**Fragmento del texto**
============================================================

Ir al baño bien: cómo sería lo óptimo
En condiciones ideales, una persona adulta y sana debería tener entre una y dos deposiciones al día. Ni más, ni menos. Sin necesidad de apretar ni de pasar más de cinco minutos sentada en el váter. Sin necesidad de revisar el móvil como si aquello fuera una pausa de media hora. Y, sobre todo, sin sentir que se ha quedado a medias o que no ha «salido todo lo que tenía que salir».
El ritmo intestinal adecuado es aquel en el que las heces se expulsan con facilidad, sin ser ni demasiado líquidas ni excesivamente duras. Esto implica que el tránsito intestinal funciona, que la digestión se completa con éxito y que el cuerpo absorbe los nutrientes de forma eficaz. Todo lo que se aparte de ese patrón —demasiada frecuencia o demasiada escasez— debería hacernos prestar atención.
Tener que ir al baño cuatro o más veces al día, con deposiciones acuosas, puede ser señal de que algo no va bien en el sistema digestivo. Igual de preocupante es la situación inversa: ir solo una o dos veces por semana puede relacionarse con estreñimiento crónico, lo cual, además de incómodo, conlleva riesgos para órganos como los riñones o el hígado.
En el término medio está la virtud
Un estudio publicado en Cell Reports Medicine establece cuatro grandes categorías en función de la frecuencia con la que se va al baño. En un extremo se sitúan quienes sufren estreñimiento (una o dos veces por semana). En el otro, quienes padecen diarrea (más de cuatro veces al día, generalmente acuosas). Entre ambos polos se encuentran los grupos más equilibrados: bajo normal (tres a seis veces por semana) y alto normal (una a tres veces al día), considerado el rango más saludable.
Lo más recomendable es encontrarse en ese término medio: evacuar una vez al día, sin dolor ni urgencia, y con la sensación de haber vaciado completamente el intestino. Desde que comemos hasta que expulsamos lo que no necesitamos suelen pasar entre 24 y 72 horas. El cuerpo se autorregula con precisión cuando hay equilibrio entre lo que ingerimos, lo que absorbemos y lo que eliminamos.
Aun así, muchas personas viven con alguna dificultad para mantener ese equilibrio. Patologías como el síndrome del intestino irritable, de la que te hemos hablado previamente en THE OBJECTIVE, la enfermedad de Crohn o las intolerancias alimentarias pueden alterar el tránsito intestinal. También influyen factores como el estrés, los cambios hormonales o incluso el sedentarismo.

============================================================

**Requisitos de tareas**
1. Responda brevemente, según el fragmento sobre el ritmo intestinal:
(a) ¿Cuántas deposiciones al día debería tener una persona adulta y sana en condiciones ideales?
(b) ¿En qué publicación apareció el estudio que establece cuatro categorías?
(c) ¿Cuánto tiempo suele pasar desde que comemos hasta que expulsamos lo que no necesitamos?
2. Prosiga el fragmento sobre el ritmo intestinal a partir de su último párrafo.

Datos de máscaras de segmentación
============================================================

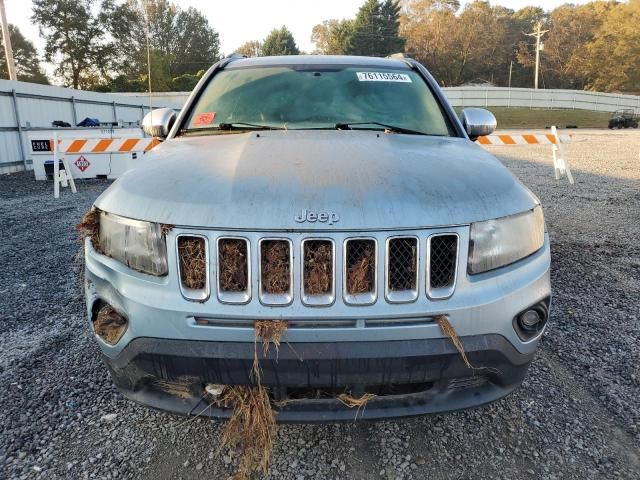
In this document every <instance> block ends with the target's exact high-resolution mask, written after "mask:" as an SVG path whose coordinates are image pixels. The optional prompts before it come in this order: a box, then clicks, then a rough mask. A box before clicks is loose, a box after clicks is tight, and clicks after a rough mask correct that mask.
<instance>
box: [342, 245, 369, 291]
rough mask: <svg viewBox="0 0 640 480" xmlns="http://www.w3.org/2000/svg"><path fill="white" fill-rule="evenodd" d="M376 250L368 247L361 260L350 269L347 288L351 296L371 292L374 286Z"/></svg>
mask: <svg viewBox="0 0 640 480" xmlns="http://www.w3.org/2000/svg"><path fill="white" fill-rule="evenodd" d="M374 252H375V250H374V249H373V248H371V247H367V248H365V249H364V251H363V252H362V255H361V256H360V258H359V259H358V260H357V261H356V262H355V263H354V264H353V265H352V266H350V267H349V270H348V275H347V288H348V290H347V291H348V292H349V293H351V294H357V293H365V292H370V291H371V290H372V286H373V278H374V275H373V267H374V263H375V259H374Z"/></svg>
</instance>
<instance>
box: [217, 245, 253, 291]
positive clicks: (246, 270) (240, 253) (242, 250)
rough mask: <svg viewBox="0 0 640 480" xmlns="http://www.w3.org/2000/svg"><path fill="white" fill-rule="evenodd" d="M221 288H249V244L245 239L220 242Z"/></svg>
mask: <svg viewBox="0 0 640 480" xmlns="http://www.w3.org/2000/svg"><path fill="white" fill-rule="evenodd" d="M219 249H220V251H219V253H218V255H219V259H218V262H219V265H218V270H219V272H218V275H219V276H220V289H221V290H223V291H225V292H244V291H245V290H246V289H247V270H248V269H247V244H246V243H245V242H244V240H233V239H225V240H221V241H220V243H219Z"/></svg>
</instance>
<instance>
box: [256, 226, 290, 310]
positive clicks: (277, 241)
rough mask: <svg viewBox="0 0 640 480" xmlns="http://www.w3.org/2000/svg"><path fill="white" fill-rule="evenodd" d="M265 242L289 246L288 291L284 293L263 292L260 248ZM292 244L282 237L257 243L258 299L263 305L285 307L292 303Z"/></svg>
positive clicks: (260, 253) (265, 291) (261, 253)
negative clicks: (259, 298)
mask: <svg viewBox="0 0 640 480" xmlns="http://www.w3.org/2000/svg"><path fill="white" fill-rule="evenodd" d="M265 242H286V243H287V244H288V246H289V291H288V292H286V293H269V292H266V291H265V290H264V277H263V275H264V274H263V271H262V260H263V259H262V246H263V244H264V243H265ZM293 270H294V268H293V243H292V242H291V240H290V239H288V238H284V237H265V238H261V239H260V240H259V241H258V283H259V285H260V286H259V292H260V293H259V298H260V303H262V304H263V305H277V306H286V305H289V304H290V303H291V302H293Z"/></svg>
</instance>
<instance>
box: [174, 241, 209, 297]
mask: <svg viewBox="0 0 640 480" xmlns="http://www.w3.org/2000/svg"><path fill="white" fill-rule="evenodd" d="M178 256H179V258H180V279H181V280H182V284H183V285H184V286H185V287H187V288H193V289H197V290H201V289H203V288H204V287H205V285H206V279H207V261H206V254H205V243H204V239H202V238H197V237H180V239H179V240H178Z"/></svg>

============================================================

**Respuestas por tarea**
1.
(a) Entre una y dos.
(b) En Cell Reports Medicine.
(c) Entre 24 y 72 horas.

2.
Los peores enemigos de un buen tránsito
Uno de los grandes obstáculos para ir al baño con normalidad es el síndrome del colon irritable. Esta afección, que afecta sobre todo a mujeres, altera la movilidad del intestino y puede alternar episodios de estreñimiento con otros de diarrea. No se trata de un simple malestar ocasional, sino de una disfunción crónica que tiene repercusión en la calidad de vida.

Además, la dieta juega un papel decisivo. Comer demasiados ultraprocesados, abusar de grasas animales o no incluir suficiente fibra provoca que el intestino se ralentice o, por el contrario, se acelere en exceso. Por otro lado, hay personas que creen seguir una alimentación equilibrada, pero cuyo organismo no tolera bien ciertos alimentos. Cada microbiota intestinal es única, y dos personas con la misma dieta pueden tener respuestas muy distintas.
La hidratación también es clave. Un cuerpo deshidratado tiene más dificultades para formar y mover las heces a lo largo del tracto intestinal. Beber suficiente agua ayuda a que las heces mantengan una textura adecuada y facilita su expulsión. A ello hay que sumar el ejercicio físico regular, que estimula los movimientos peristálticos –los encargados de empujar el bolo fecal– y favorece la evacuación diaria. Pero, sobre todo, no pienses que ir al baño a sufrir, a pasar media mañana y a tener que hacer esfuerzo es lo más normal y, si esto sucede, busca ayuda profesional.